▶ _Assignment_: Each line of the material below must be transcribed exactly.
#### Data extracts
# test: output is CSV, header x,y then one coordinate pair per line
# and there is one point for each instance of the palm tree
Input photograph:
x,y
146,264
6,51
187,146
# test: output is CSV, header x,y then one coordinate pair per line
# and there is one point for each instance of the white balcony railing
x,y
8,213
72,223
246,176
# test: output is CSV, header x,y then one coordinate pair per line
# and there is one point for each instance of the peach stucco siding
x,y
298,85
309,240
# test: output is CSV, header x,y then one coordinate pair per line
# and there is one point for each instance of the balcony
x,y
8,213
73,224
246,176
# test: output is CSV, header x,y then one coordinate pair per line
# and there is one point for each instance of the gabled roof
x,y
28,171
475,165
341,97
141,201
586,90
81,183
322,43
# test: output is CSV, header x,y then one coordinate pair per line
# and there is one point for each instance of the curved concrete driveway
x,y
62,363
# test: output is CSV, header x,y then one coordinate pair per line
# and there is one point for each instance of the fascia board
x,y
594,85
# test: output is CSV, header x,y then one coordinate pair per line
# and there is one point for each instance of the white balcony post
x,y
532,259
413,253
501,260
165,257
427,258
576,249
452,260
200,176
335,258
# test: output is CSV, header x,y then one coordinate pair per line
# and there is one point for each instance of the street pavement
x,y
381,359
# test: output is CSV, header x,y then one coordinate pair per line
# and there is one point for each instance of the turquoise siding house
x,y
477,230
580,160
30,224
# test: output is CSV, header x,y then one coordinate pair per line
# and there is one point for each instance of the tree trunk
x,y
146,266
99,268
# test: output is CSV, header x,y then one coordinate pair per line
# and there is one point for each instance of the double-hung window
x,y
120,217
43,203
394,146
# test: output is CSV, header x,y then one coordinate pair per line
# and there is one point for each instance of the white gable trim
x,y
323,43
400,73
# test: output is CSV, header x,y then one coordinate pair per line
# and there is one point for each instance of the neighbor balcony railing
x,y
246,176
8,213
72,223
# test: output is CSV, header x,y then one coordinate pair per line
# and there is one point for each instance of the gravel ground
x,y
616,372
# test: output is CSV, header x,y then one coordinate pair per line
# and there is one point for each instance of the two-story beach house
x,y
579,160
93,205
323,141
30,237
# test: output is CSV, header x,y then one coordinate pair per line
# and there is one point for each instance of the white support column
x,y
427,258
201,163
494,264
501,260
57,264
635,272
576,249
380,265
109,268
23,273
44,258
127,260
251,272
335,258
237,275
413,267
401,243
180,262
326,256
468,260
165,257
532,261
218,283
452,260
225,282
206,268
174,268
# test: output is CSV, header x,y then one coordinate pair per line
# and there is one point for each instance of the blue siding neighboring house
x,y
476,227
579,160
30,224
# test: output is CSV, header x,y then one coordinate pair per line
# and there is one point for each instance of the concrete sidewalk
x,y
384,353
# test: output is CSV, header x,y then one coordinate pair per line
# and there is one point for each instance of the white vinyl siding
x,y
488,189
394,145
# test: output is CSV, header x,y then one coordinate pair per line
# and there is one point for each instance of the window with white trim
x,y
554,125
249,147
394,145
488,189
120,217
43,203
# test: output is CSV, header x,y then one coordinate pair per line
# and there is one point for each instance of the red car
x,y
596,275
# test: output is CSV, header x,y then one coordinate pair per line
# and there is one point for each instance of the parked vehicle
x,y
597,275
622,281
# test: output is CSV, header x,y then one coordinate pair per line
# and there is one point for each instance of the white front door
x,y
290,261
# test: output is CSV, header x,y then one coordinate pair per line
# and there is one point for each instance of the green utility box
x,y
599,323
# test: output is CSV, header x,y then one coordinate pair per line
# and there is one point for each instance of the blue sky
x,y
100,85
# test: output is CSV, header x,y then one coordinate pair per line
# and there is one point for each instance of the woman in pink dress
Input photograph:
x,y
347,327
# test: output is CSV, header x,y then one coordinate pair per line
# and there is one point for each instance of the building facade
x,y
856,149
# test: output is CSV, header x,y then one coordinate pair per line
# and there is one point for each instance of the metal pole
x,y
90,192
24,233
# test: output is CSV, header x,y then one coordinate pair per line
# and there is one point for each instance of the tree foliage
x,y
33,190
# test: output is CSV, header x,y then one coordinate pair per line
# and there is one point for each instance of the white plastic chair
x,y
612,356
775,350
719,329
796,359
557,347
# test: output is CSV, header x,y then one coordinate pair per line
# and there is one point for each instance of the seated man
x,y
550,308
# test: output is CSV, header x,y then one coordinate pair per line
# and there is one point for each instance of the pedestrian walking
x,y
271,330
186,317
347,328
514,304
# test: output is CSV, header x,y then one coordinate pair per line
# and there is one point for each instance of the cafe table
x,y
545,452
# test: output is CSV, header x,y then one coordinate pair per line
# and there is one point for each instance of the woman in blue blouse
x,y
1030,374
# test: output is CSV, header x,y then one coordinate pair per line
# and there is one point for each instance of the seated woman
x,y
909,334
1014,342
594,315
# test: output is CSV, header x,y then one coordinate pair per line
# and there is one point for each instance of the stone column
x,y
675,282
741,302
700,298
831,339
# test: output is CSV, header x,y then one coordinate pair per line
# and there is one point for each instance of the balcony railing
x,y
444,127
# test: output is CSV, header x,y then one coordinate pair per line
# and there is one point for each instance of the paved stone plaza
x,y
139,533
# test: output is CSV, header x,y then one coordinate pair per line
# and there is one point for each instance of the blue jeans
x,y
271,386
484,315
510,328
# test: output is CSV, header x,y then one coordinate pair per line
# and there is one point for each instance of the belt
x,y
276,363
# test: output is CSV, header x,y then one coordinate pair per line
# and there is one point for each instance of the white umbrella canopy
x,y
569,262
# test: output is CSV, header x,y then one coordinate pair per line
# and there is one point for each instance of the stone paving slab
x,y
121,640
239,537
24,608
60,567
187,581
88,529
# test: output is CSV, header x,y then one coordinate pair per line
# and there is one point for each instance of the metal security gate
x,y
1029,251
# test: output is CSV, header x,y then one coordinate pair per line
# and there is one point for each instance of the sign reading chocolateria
########
▶ _Exercise solution_:
# test: output is CSV, header x,y then one coordinate pair per line
# and there is one point for each instance of the palm tree
Input photograph:
x,y
146,264
6,51
187,146
# test: output is CSV, header x,y then one coordinate pair per line
# and there is one point for each instance of the white balcony railing
x,y
8,213
72,223
246,176
# test: output is CSV, header x,y then one coordinate pair per line
# and there is one point for each instance of the peach stucco siding
x,y
298,85
309,240
# test: output is CSV, header x,y then one coordinate pair per line
# and there is one point for each instance of the balcony
x,y
8,213
73,224
246,176
# test: output is CSV, header x,y then one coordinate pair per line
# and there is one point for each instance of the gabled roof
x,y
28,171
475,165
341,97
141,201
586,90
81,183
322,43
# test: output is CSV, header x,y then one coordinate pair per line
# and there is one point for each instance of the curved concrete driveway
x,y
62,363
# test: output is CSV, header x,y then one coordinate pair per line
# and there is one point for each instance of the fascia board
x,y
594,85
# test: output is CSV, header x,y then one coordinate pair per line
# and there is one point for each instance of the white balcony post
x,y
532,259
413,253
501,260
165,257
427,258
576,249
452,260
200,176
335,258
# test: output is CSV, header x,y then one coordinate pair per line
# and there is one point for each instance of the street pavement
x,y
381,359
# test: output is CSV, header x,y then one coordinate pair per line
# and there is one point for each instance of the turquoise siding house
x,y
477,230
580,160
30,224
# test: output is CSV, header x,y then one coordinate pair per line
# and there is one point for each instance of the tree trunk
x,y
146,266
99,268
# test: output is CSV, header x,y then one coordinate pair per line
# and there is one point for each instance of the double-hung window
x,y
120,217
43,203
394,146
# test: output is CSV, header x,y then one coordinate pair per line
# and there is one point for each instance of the white gable trim
x,y
323,43
400,73
# test: output is CSV, header x,y then one coordinate pair per line
# and there is one point for each instance of the neighbor balcony railing
x,y
246,176
8,213
72,223
# test: output is CSV, header x,y then one coordinate pair per line
# and there is one point for each instance of the gravel ground
x,y
616,372
# test: output is CSV, header x,y then one coordinate pair per line
# and there is one point for each instance of the two-story beach house
x,y
579,160
93,205
323,141
30,237
# test: output is CSV, header x,y then one coordinate pair per line
# and there is one point for each instance of the white support column
x,y
427,258
201,163
494,264
501,260
57,264
635,272
576,249
380,265
109,268
23,273
44,258
127,260
251,272
335,258
237,275
413,267
401,243
180,262
326,256
468,260
165,257
532,261
218,283
452,260
225,282
206,268
174,268
# test: output is CSV, header x,y then one coordinate pair per line
# and there is one point for each instance of the blue siding neighboring house
x,y
476,227
579,160
30,224
# test: output is CSV, header x,y then one coordinate pair per line
# and there is one point for each instance of the concrete sidewalk
x,y
384,353
# test: output is CSV, header x,y then one coordinate pair per line
# and there is one point for each instance of the white vinyl siding
x,y
488,189
394,145
# test: output is CSV, header x,y then one coordinate pair per line
# and there is one point for each instance of the window with white trim
x,y
554,125
249,147
394,145
488,189
120,217
43,203
# test: output is CSV, header x,y then one coordinate pair per line
# and there is one point for each instance of the red car
x,y
596,275
# test: output is CSV, header x,y then one coordinate pair per line
# and there is one point for each instance of the parked vehicle
x,y
597,275
622,281
# test: output is CSV, header x,y then one coordinate pair per line
# and there is one point for each instance of the white front door
x,y
290,261
# test: output is CSV, header x,y then one coordinate pair per line
# and there is one point for each instance of the green utility box
x,y
599,323
# test: output is CSV, header x,y then one coordinate pair per line
# and there is one point for each instance of the blue sky
x,y
100,85
# test: output is CSV, header x,y then one coordinate pair per line
# and there is one point for each instance of the woman in pink dress
Input photograph:
x,y
347,327
# test: output is CSV, header x,y then one coordinate pair per line
# and there is one point for each instance of the building facade
x,y
856,149
# test: output is CSV, header x,y then one coordinate pair per line
# and there is one point for each instance of the metal pole
x,y
90,192
24,233
# test: output is CSV, header x,y then one coordinate pair per line
# and there is one point for each instance of the tree foliage
x,y
33,190
# test: output is CSV, header x,y then one coordinate pair per line
# and there is one point for each instance of the white plastic chair
x,y
612,356
775,350
719,329
796,359
557,347
# test: output is CSV, header x,y then one coordinate pair per line
# and there is one point for each instance of the seated man
x,y
550,308
# test: output is CSV, header x,y then one coordinate pair per line
# and there is one point for each instance of the pedestrian walking
x,y
271,330
186,317
347,328
514,304
# test: output is CSV, header x,y then one coordinate pair per line
# and there is one point for each instance of the cafe table
x,y
545,452
# test: output is CSV, header x,y then one coordinate pair per line
# and there is one point for each instance of the woman in blue blouse
x,y
1030,374
# test: output is CSV, header x,y then one coordinate pair per line
# and there is one point for each instance of the seated woman
x,y
909,334
1014,342
594,315
# test: output is CSV, header x,y then one coordinate pair per line
# and there is one point for each instance of the stone column
x,y
675,282
741,302
700,298
831,339
# test: output is CSV, header x,y then one coordinate pair per line
# and there is one point for each instance of the balcony railing
x,y
444,127
# test: output is CSV, header x,y then one coordinate pair per line
# and there is one point for each instance of the paved stone plaza
x,y
139,533
# test: output is CSV, header x,y then one coordinate pair per line
# and there is one point for each instance of the blue jeans
x,y
271,386
484,315
510,328
# test: output is CSV, header x,y then one coordinate pair per line
# and there is one point for each instance of the belt
x,y
276,363
# test: output is CSV, header x,y then one coordinate pair per line
# and there is one point for each instance of the white umbrella canopy
x,y
569,262
# test: output is CSV, header x,y then one coordinate pair per line
# and there is one point for each instance of the stone paving slab
x,y
121,640
239,537
24,608
60,567
187,581
88,529
# test: output is CSV, header x,y then one coordinate pair per line
# and there is one point for each instance of the metal security gate
x,y
1029,251
# test: output is CSV, header x,y then one coordinate pair per line
# and there is one point for each instance of the sign reading chocolateria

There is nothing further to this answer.